PROBLEMS AND TASKS:
1 - Transcribe the part of the SQL passage between "The filled sub-query" and "are entirely unpaid.", inclusive.
2 - List every column name that the final SELECT statement of the SQL passage returns, using the names as they appear in its output.

— Start PASSAGE TO READ —

WITH combined ( invoice_number, reference, i_amt, i_total, p_amt, p_total, total ) AS (
SELECT invoice_number,
NULL,
i_amount,
SUM( i_amount ) OVER ( ORDER BY creation_date, i_id ),
NULL,
NULL,
SUM( i_amount ) OVER ( ORDER BY creation_date, i_id )
FROM invoices
UNION ALL
SELECT NULL,
reference,
NULL,
NULL,
p_amount,
SUM( p_amount ) OVER ( ORDER BY received_date, p_id ),
SUM( p_amount ) OVER ( ORDER BY received_date, p_id )
FROM payments
ORDER BY 7,
2 NULLS LAST,
1 NULLS LAST
),
filled ( invoice_number, reference, i_prev, i_total, p_prev, p_total ) AS (
SELECT FIRST_VALUE( invoice_number ) IGNORE NULLS OVER ( ORDER BY ROWNUM ROWS BETWEEN CURRENT ROW AND UNBOUNDED FOLLOWING ),
FIRST_VALUE( reference ) IGNORE NULLS OVER ( ORDER BY ROWNUM ROWS BETWEEN CURRENT ROW AND UNBOUNDED FOLLOWING ),
FIRST_VALUE( i_total - i_amt ) IGNORE NULLS OVER ( ORDER BY ROWNUM ROWS BETWEEN CURRENT ROW AND UNBOUNDED FOLLOWING ),
FIRST_VALUE( i_total ) IGNORE NULLS OVER ( ORDER BY ROWNUM ROWS BETWEEN CURRENT ROW AND UNBOUNDED FOLLOWING ),
FIRST_VALUE( p_total - p_amt ) IGNORE NULLS OVER ( ORDER BY ROWNUM ROWS BETWEEN CURRENT ROW AND UNBOUNDED FOLLOWING ),
COALESCE(
p_total,
LEAD( p_total ) IGNORE NULLS OVER ( ORDER BY ROWNUM ),
LAG( p_total ) IGNORE NULLS OVER ( ORDER BY ROWNUM )
)
FROM combined
),
vals ( invoice_number, reference, upa, oia, prev_invoice ) AS (
SELECT invoice_number,
reference,
COALESCE( LEAST( p_total - i_total ) - GREATEST( p_prev, i_prev ), 0 ),
GREATEST( i_total - p_total, 0 ),
LAG( invoice_number ) OVER ( ORDER BY ROWNUM )
FROM filled
)
SELECT invoice_number,
reference,
upa AS used_pay_amount,
oia AS open_inv_amount
FROM vals
WHERE upa > 0
OR ( reference IS NULL AND invoice_number <> prev_invoice AND oia > 0 );
Explanation:
The combined sub-query factoring clause joins the two tables with a UNION ALL and generates the cumulative totals for the amounts invoiced and paid. The final thing it does is order the rows by their ascending cumulative total (and if there are ties it will put the payments, in order created, before the invoices).
The filled sub-query factoring clause will fill the previously generated table so that if a value is null then it will take the value from the next non-null row (and if there is an invoice with no payments then it will find the total of the previous payments from the preceding rows).
The vals sub-query factoring clause applies the same calculations as my previous query (see above). It also adds the prev_invoice column to help identify invoices which are entirely unpaid.

— End PASSAGE TO READ —
— Start DATA —

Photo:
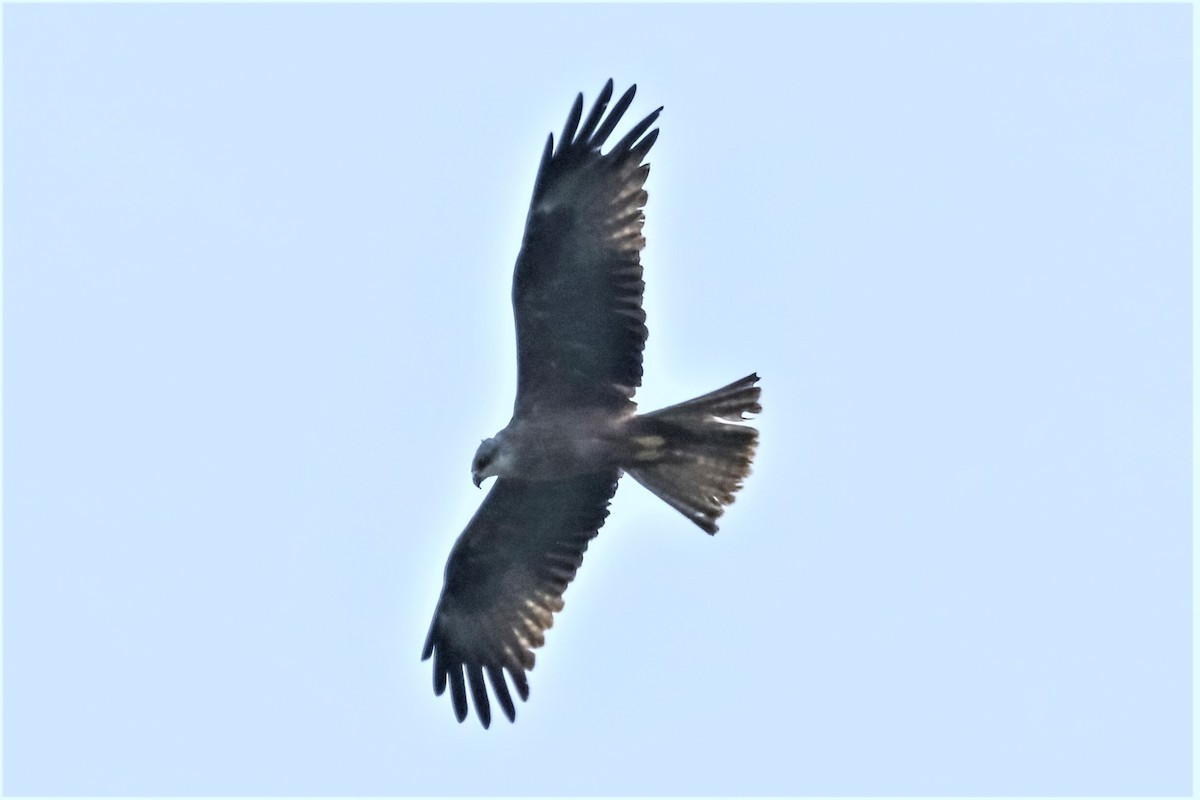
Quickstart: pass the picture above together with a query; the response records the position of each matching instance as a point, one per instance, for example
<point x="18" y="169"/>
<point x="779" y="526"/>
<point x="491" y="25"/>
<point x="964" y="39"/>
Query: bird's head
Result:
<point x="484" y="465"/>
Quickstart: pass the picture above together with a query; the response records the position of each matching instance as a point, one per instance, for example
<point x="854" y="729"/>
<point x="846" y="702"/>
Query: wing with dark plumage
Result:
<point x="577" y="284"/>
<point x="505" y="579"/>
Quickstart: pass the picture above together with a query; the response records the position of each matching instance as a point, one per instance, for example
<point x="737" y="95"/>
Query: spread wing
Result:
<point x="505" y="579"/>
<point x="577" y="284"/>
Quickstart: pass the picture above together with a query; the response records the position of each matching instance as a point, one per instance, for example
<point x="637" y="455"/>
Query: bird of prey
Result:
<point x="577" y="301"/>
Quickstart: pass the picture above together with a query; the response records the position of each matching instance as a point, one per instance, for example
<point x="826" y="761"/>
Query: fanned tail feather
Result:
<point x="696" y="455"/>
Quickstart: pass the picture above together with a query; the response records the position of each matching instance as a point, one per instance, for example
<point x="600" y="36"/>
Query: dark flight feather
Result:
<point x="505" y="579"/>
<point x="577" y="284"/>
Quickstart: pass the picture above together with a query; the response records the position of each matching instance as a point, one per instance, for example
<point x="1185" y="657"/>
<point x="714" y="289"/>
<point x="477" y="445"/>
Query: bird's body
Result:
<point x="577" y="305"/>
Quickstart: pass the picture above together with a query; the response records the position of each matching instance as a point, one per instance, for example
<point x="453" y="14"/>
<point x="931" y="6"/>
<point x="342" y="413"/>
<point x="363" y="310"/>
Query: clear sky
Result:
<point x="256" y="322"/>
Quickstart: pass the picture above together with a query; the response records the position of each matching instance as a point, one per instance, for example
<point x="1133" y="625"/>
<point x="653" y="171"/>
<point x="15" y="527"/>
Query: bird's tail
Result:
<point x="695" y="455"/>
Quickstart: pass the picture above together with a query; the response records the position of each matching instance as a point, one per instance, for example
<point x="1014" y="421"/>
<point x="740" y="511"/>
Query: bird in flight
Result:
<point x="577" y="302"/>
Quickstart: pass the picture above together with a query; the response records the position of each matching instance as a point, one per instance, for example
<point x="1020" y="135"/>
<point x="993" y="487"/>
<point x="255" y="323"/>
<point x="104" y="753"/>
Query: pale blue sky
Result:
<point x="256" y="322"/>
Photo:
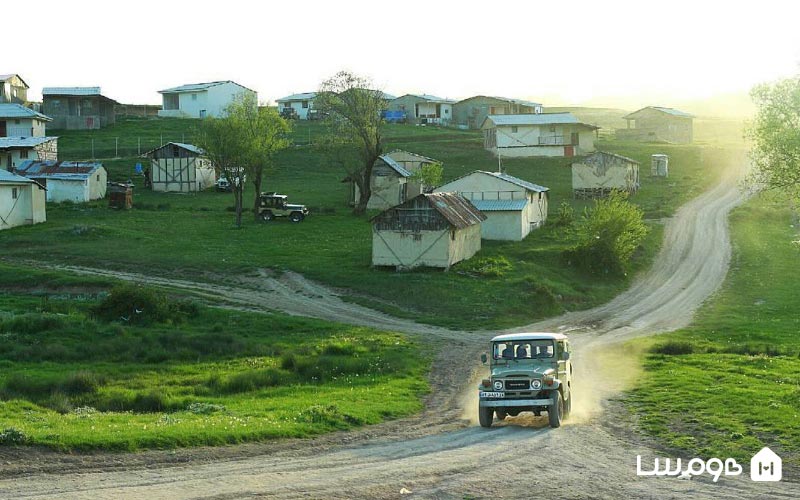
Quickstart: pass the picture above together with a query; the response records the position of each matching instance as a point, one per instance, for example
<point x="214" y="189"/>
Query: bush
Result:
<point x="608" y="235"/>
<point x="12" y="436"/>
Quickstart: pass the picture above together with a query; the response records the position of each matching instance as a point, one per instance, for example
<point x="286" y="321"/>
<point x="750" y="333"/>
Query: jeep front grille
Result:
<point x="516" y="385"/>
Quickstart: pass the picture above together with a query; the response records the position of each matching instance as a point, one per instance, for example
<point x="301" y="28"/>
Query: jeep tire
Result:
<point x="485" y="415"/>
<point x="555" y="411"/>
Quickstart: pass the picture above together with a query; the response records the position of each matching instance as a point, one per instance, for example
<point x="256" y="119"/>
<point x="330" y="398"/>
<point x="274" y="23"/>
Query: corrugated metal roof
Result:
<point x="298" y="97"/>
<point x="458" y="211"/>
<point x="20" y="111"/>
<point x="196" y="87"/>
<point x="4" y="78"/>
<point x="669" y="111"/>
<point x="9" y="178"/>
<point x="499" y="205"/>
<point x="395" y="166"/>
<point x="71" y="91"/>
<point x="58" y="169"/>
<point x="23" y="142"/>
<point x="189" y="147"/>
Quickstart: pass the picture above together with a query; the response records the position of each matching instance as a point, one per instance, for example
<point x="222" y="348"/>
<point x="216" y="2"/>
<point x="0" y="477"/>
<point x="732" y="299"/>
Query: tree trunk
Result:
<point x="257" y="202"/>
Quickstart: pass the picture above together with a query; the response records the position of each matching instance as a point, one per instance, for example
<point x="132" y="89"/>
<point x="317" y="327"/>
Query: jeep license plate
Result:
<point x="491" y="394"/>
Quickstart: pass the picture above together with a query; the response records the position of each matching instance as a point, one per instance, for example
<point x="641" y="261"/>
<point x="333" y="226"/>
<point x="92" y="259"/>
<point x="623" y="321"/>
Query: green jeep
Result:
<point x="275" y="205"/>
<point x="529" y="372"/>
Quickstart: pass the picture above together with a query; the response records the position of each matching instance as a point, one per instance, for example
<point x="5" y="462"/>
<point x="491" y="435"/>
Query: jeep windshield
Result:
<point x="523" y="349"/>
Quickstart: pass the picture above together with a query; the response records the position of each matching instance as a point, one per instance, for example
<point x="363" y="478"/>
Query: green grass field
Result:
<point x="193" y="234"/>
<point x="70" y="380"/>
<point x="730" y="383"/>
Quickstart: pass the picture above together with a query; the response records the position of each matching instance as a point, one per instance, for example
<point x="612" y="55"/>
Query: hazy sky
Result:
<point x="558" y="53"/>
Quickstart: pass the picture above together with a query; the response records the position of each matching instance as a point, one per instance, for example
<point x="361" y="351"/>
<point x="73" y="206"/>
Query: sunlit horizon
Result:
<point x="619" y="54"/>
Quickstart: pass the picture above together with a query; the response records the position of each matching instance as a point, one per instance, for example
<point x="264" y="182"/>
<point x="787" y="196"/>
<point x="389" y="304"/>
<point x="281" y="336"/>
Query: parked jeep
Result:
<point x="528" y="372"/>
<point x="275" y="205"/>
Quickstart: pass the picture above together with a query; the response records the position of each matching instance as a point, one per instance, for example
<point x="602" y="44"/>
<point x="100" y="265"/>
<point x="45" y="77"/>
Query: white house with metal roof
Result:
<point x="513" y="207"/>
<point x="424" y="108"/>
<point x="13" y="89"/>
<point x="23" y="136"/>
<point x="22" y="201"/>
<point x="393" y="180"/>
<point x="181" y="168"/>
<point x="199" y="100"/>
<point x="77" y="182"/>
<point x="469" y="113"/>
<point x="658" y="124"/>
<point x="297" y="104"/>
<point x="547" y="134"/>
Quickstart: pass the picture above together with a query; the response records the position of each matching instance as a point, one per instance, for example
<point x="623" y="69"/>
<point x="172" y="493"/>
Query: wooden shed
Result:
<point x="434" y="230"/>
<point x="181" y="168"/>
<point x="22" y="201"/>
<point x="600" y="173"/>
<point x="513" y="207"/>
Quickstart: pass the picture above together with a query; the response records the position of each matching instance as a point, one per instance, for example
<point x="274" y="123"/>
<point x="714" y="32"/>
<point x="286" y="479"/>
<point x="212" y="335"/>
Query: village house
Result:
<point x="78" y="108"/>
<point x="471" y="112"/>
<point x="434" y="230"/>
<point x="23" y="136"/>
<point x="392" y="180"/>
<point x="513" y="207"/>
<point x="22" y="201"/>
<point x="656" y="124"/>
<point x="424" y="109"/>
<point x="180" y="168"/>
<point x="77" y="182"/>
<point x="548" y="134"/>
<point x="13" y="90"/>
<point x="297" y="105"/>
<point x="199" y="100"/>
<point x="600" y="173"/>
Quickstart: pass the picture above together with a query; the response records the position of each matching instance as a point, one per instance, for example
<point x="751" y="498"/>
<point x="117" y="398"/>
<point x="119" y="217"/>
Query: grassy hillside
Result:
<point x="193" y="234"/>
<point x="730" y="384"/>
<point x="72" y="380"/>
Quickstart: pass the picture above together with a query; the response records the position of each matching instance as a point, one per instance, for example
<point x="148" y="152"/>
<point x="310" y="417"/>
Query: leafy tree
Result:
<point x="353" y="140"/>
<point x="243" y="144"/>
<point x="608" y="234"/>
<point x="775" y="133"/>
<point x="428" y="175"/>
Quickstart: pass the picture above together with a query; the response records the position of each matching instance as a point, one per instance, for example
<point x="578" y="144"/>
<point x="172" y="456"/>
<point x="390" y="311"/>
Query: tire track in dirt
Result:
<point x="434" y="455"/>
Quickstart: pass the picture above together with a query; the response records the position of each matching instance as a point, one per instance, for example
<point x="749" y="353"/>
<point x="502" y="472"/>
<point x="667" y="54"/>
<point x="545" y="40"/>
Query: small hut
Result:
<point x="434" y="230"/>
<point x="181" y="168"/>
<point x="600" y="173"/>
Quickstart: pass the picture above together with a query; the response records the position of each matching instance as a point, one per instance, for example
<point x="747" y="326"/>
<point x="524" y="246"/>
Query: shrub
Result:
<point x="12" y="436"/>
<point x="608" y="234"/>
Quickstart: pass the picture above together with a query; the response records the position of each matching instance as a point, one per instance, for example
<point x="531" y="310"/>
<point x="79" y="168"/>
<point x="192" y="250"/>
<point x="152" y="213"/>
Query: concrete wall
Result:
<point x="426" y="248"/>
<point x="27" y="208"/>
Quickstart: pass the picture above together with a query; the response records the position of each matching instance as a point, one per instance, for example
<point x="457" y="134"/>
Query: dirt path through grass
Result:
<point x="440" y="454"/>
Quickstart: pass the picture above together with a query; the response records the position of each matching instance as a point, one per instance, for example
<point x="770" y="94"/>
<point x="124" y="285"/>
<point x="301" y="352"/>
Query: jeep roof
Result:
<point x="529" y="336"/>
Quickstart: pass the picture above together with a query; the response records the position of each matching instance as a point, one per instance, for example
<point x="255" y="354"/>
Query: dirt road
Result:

— End DATA —

RESPONSES PER TASK:
1 -
The filled sub-query factoring clause will fill the previously generated table so that if a value is null then it will take the value from the next non-null row (and if there is an invoice with no payments then it will find the total of the previous payments from the preceding rows).
The vals sub-query factoring clause applies the same calculations as my previous query (see above). It also adds the prev_invoice column to help identify invoices which are entirely unpaid.

2 -
invoice_number
reference
used_pay_amount
open_inv_amount